[Supplied entries]

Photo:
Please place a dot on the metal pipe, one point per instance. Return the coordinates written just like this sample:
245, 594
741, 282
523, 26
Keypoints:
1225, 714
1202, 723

[/Supplied entries]
[Supplied entries]

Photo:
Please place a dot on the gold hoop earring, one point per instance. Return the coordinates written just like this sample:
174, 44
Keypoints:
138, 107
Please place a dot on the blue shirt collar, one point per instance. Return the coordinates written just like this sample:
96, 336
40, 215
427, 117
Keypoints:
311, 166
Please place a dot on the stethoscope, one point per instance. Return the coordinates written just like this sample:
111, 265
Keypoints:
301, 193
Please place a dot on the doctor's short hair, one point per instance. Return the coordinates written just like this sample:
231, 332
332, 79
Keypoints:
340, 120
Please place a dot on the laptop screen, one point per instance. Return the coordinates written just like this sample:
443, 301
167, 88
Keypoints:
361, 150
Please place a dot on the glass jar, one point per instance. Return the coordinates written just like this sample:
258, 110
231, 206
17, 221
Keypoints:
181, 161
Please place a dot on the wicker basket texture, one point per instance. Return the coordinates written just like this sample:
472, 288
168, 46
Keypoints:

[/Supplied entries]
[Supplied entries]

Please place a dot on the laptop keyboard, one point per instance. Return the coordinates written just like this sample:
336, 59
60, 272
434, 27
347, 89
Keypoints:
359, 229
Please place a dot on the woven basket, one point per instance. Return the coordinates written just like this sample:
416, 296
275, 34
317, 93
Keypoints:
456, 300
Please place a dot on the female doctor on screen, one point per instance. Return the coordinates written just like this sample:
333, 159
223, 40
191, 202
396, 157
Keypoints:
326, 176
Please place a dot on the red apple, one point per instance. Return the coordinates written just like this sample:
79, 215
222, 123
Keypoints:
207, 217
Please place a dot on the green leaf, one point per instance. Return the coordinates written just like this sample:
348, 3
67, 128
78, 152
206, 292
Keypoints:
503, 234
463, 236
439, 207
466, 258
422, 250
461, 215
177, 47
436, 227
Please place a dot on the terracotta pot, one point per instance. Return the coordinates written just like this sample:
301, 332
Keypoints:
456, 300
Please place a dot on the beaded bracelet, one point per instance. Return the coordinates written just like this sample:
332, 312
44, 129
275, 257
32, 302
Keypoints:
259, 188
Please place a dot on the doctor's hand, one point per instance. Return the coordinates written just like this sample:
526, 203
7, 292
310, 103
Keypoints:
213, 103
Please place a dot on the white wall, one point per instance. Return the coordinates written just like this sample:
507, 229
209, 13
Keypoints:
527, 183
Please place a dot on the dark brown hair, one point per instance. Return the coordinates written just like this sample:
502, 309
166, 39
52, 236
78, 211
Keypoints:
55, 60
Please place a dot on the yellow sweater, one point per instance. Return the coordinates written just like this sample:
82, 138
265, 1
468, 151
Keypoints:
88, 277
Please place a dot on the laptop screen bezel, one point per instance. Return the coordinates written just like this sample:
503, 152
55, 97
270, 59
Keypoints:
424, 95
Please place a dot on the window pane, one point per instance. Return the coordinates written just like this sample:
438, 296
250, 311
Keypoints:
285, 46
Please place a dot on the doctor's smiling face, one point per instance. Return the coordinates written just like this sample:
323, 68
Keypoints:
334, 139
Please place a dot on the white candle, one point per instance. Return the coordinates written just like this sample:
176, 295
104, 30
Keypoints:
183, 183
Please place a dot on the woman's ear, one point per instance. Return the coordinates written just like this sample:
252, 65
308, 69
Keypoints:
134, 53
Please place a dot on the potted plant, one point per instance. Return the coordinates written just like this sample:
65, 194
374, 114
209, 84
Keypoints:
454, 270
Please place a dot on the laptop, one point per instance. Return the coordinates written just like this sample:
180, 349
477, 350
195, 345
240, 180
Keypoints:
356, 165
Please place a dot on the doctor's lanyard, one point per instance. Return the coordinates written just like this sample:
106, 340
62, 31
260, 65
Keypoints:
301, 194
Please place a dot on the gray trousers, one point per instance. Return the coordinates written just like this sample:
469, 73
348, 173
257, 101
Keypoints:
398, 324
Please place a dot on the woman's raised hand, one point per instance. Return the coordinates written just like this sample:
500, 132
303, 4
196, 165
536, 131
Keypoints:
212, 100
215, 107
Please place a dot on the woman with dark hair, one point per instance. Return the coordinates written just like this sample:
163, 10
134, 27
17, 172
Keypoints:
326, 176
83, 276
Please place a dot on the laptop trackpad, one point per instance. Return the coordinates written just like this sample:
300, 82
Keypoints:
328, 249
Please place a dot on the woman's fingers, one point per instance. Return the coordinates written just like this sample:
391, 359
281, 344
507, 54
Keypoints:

[/Supplied entries]

Goal of the exercise:
Which lines of the data contain the word "screen"? Copy each one.

Your response:
Please place a dot on the laptop screen, one point per instance. Return the coordinates written just like this sample:
Please place a dot on the female doctor on screen, one point per instance. Return the coordinates written just like this sample:
Please place a dot on the laptop screen bezel, one point per instance. Return the coordinates written just like this sample:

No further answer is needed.